** Start of DATA TO USE **

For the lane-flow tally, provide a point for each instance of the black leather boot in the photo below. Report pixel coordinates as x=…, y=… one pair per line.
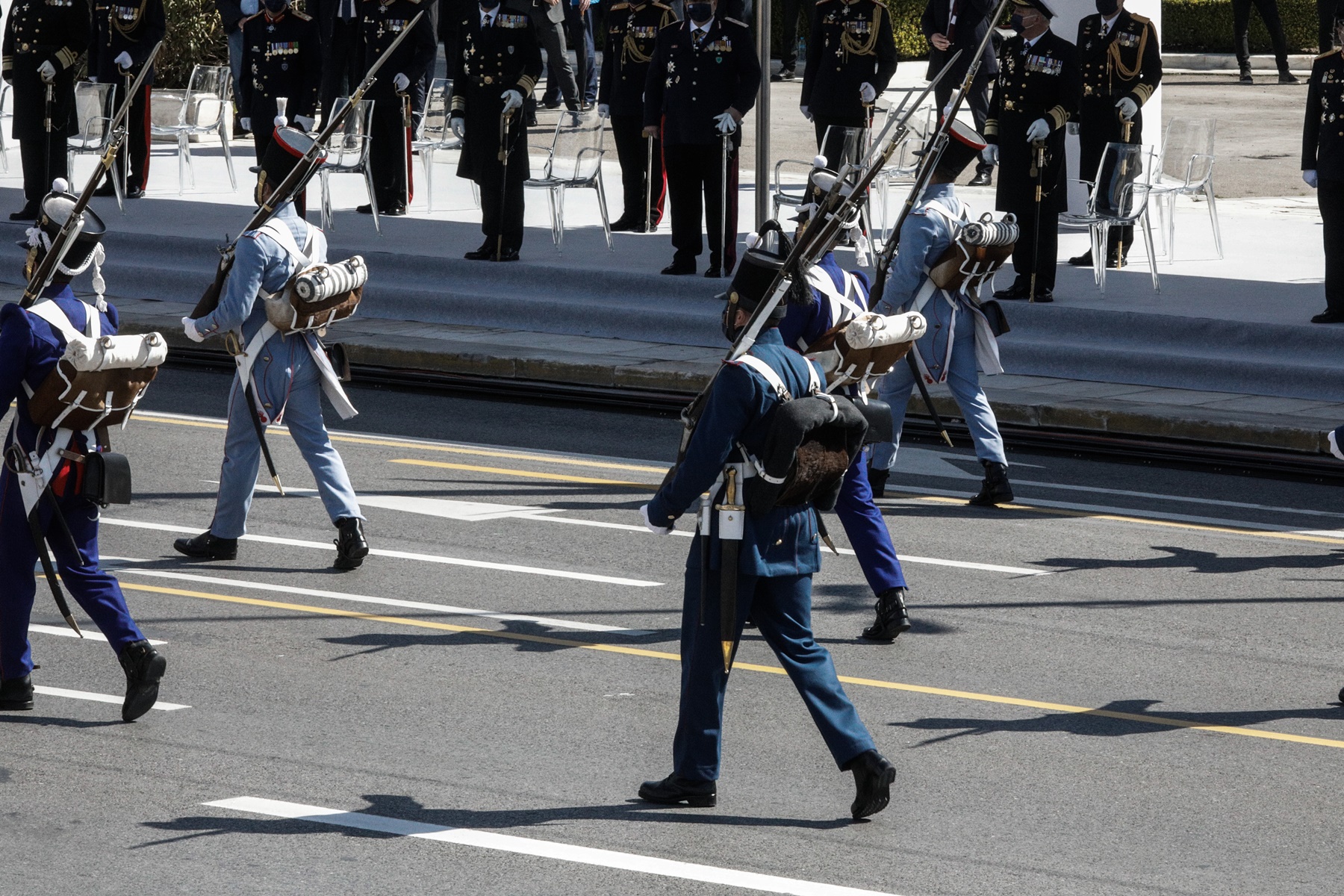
x=873, y=778
x=144, y=669
x=672, y=791
x=995, y=489
x=351, y=547
x=16, y=694
x=208, y=547
x=892, y=617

** End of DATA TO USE **

> **TASK REQUIREMENTS**:
Could you convert the material above into a JSON list of strings, with one string per line, blank lines skipped and the pictures left out?

> **THE RESPONSE**:
[
  "For the lane-flow tally, provide a point for each instance of the black leather boot in the photo below. Report pixel coordinates as x=…, y=… one pair per line.",
  "x=873, y=778",
  "x=144, y=669",
  "x=672, y=791",
  "x=995, y=489",
  "x=351, y=547",
  "x=16, y=694",
  "x=208, y=547",
  "x=892, y=617"
]